Line by line, reproduce the records exactly.

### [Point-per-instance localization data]
-------------------------

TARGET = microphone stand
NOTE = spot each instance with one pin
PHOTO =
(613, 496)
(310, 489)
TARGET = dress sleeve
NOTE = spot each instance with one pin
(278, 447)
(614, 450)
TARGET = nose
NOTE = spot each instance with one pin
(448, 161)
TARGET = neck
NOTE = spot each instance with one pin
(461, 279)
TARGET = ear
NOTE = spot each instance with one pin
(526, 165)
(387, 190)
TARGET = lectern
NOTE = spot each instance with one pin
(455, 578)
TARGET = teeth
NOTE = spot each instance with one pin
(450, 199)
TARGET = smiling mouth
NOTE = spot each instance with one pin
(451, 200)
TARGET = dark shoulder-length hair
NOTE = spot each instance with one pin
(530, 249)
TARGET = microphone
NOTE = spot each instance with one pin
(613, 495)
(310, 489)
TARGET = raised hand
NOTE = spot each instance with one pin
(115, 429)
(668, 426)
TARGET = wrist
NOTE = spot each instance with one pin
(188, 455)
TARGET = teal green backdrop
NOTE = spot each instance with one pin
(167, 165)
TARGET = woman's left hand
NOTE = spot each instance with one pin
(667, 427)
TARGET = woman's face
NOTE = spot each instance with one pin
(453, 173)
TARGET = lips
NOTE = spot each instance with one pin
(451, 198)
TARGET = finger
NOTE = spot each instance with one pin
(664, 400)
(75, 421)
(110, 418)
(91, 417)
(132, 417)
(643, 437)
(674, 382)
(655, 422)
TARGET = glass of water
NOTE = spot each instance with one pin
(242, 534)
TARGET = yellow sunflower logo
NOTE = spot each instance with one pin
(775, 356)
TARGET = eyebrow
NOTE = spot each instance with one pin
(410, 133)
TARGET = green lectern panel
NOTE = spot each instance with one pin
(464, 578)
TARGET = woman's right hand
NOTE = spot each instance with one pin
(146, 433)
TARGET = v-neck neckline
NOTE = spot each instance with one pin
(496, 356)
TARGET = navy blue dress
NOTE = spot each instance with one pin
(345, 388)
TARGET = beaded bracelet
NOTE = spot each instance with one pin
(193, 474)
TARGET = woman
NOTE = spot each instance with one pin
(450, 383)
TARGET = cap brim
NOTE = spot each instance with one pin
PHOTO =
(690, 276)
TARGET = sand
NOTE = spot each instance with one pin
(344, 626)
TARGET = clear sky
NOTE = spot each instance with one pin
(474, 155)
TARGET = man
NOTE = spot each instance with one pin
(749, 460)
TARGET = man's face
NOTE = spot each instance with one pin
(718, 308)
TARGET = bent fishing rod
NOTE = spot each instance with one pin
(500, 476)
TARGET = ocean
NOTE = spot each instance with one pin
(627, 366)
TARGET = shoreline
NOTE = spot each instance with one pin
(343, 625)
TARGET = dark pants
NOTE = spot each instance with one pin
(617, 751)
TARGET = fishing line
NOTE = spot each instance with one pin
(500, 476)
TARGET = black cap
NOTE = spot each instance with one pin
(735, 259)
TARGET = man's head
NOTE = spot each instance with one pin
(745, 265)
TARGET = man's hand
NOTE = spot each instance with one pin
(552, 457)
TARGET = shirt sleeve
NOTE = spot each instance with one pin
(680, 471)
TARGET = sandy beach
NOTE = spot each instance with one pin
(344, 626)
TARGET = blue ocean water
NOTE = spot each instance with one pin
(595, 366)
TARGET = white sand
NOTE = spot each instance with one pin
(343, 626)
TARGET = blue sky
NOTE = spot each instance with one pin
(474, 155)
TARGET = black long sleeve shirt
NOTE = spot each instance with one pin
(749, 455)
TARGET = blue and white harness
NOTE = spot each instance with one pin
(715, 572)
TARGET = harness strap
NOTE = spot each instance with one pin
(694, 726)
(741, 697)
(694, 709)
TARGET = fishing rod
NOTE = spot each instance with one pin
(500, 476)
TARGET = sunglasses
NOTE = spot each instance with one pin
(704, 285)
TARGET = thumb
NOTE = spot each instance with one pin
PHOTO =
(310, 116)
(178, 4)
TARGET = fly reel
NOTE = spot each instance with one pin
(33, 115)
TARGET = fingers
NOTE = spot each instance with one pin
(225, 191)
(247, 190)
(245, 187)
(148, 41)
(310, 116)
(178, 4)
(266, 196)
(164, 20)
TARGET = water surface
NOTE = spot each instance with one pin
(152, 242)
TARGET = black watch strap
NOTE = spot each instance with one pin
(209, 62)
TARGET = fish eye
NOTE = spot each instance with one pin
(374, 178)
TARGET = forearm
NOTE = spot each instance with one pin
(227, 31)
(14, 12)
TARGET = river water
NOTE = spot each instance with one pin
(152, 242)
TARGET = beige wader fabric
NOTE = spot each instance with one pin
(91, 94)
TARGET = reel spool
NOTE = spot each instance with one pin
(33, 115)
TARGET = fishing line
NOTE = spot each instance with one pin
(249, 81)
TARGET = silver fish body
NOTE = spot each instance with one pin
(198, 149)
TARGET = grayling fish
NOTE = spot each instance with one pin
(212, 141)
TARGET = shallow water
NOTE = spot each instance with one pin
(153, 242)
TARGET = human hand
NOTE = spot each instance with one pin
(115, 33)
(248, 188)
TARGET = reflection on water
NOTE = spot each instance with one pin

-------------------------

### [Finished exercise]
TARGET = microphone stand
NOTE = spot each instance with one pin
PHOTO =
(613, 496)
(310, 489)
TARGET = dress sleeve
NOTE = spot each instance with one pin
(278, 447)
(614, 450)
TARGET = nose
NOTE = spot each instance with one pin
(448, 161)
TARGET = neck
NOTE = spot each instance with one pin
(461, 279)
TARGET = ear
NOTE = spot each instance with one pin
(526, 165)
(387, 190)
TARGET = lectern
NOTE = spot each instance with one pin
(455, 578)
TARGET = teeth
NOTE = spot each instance with one pin
(450, 199)
TARGET = smiling mouth
NOTE = spot each instance with one pin
(451, 200)
TARGET = dark shoulder-length hair
NOTE = spot each instance with one pin
(530, 249)
TARGET = microphone
NOTE = spot each instance with one pin
(613, 495)
(310, 489)
TARGET = raised hand
NOTE = spot each instance with one pin
(115, 429)
(668, 426)
TARGET = wrist
NOTE = spot each instance with one pin
(188, 455)
TARGET = teal green backdrop
NOTE = spot each instance with one pin
(167, 165)
TARGET = woman's left hand
NOTE = spot each instance with one pin
(667, 427)
TARGET = woman's face
NOTE = spot each instance with one pin
(453, 173)
TARGET = lips
NOTE = spot each instance with one pin
(451, 198)
TARGET = finger
NOTE = spot each instance with one pin
(664, 400)
(75, 421)
(110, 418)
(91, 417)
(132, 417)
(643, 437)
(674, 382)
(655, 422)
TARGET = glass of water
NOTE = spot each instance with one pin
(242, 534)
TARGET = yellow sunflower logo
NOTE = spot each instance with one pin
(775, 356)
TARGET = eyebrow
NOTE = spot each instance with one pin
(410, 133)
TARGET = green lectern panel
NOTE = spot each instance with one pin
(464, 578)
TARGET = woman's right hand
NOTE = spot each instance with one pin
(146, 433)
TARGET = v-neck neckline
NOTE = spot each instance with one pin
(496, 356)
TARGET = navy blue dress
NOTE = spot each instance with one pin
(345, 388)
TARGET = beaded bracelet
NOTE = spot each instance with one pin
(193, 474)
TARGET = woman
NOTE = spot each instance with one pin
(450, 383)
TARGET = cap brim
NOTE = spot each instance with one pin
PHOTO =
(690, 276)
TARGET = sand
NOTE = spot each instance with one pin
(344, 626)
TARGET = clear sky
NOTE = spot each instance with one pin
(474, 155)
TARGET = man
NOTE = spot each instance with one pin
(749, 460)
TARGET = man's face
NOTE = spot each instance with one pin
(718, 308)
TARGET = bent fishing rod
NOTE = spot each instance with one pin
(500, 476)
TARGET = ocean
NOTE = spot each instance with one pin
(627, 366)
TARGET = shoreline
NOTE = spot each instance with one pin
(343, 625)
TARGET = dark pants
NOTE = spot each instance with one pin
(617, 751)
TARGET = fishing line
NOTE = spot each instance with one pin
(500, 476)
TARGET = black cap
NOTE = spot each instance with one pin
(735, 259)
TARGET = man's head
NOTE = spot each instance with one pin
(745, 265)
TARGET = man's hand
NOTE = spot each instance with one pin
(552, 457)
TARGET = shirt sleeve
NOTE = spot each instance with one pin
(680, 471)
TARGET = sandy beach
NOTE = spot each instance with one pin
(344, 626)
TARGET = blue ocean water
NOTE = spot each instance with one pin
(595, 366)
TARGET = white sand
NOTE = spot each instance with one pin
(343, 626)
TARGET = blue sky
NOTE = spot each instance with one pin
(474, 155)
TARGET = black long sleeve shirt
NOTE = spot each instance with one pin
(749, 455)
TARGET = blue and white harness
NOTE = spot each instance with one pin
(715, 572)
TARGET = harness strap
NOTE = spot each instance with one pin
(694, 726)
(741, 697)
(694, 709)
TARGET = fishing rod
NOTE = spot each instance with one pin
(500, 476)
TARGET = sunglasses
NOTE = spot each instance with one pin
(704, 285)
TARGET = thumb
NOTE = spot each instance with one pin
PHOTO =
(310, 116)
(178, 4)
TARGET = fly reel
NOTE = spot each instance with one pin
(33, 115)
TARGET = fingers
NOTE = spot each instance with one pin
(225, 191)
(247, 190)
(245, 187)
(148, 41)
(310, 116)
(178, 4)
(266, 196)
(164, 20)
TARGET = water surface
NOTE = spot each instance with one pin
(152, 242)
TARGET = black watch strap
NOTE = spot each instance with one pin
(209, 62)
TARGET = fish eye
NOTE = spot each instance with one pin
(374, 178)
TARGET = forearm
NOTE = spot each instance with one pin
(227, 31)
(14, 12)
TARGET = river water
NOTE = spot each instance with one pin
(152, 242)
TARGET = beige wader fabric
NOTE = spot each instance with one pin
(91, 94)
TARGET = reel spool
NOTE = spot each instance with one pin
(33, 115)
TARGET = fishing line
NOTE = spot each instance with one pin
(249, 81)
TARGET = silver fish body
NOTE = spot each instance with one pin
(198, 149)
TARGET = grayling fish
NOTE = spot each instance with one pin
(212, 141)
TARGET = shallow water
NOTE = spot each instance with one pin
(153, 242)
TARGET = human hand
NOTE = spot each instance with one pin
(115, 33)
(248, 188)
TARGET = reflection on water
NOTE = spot each instance with one pin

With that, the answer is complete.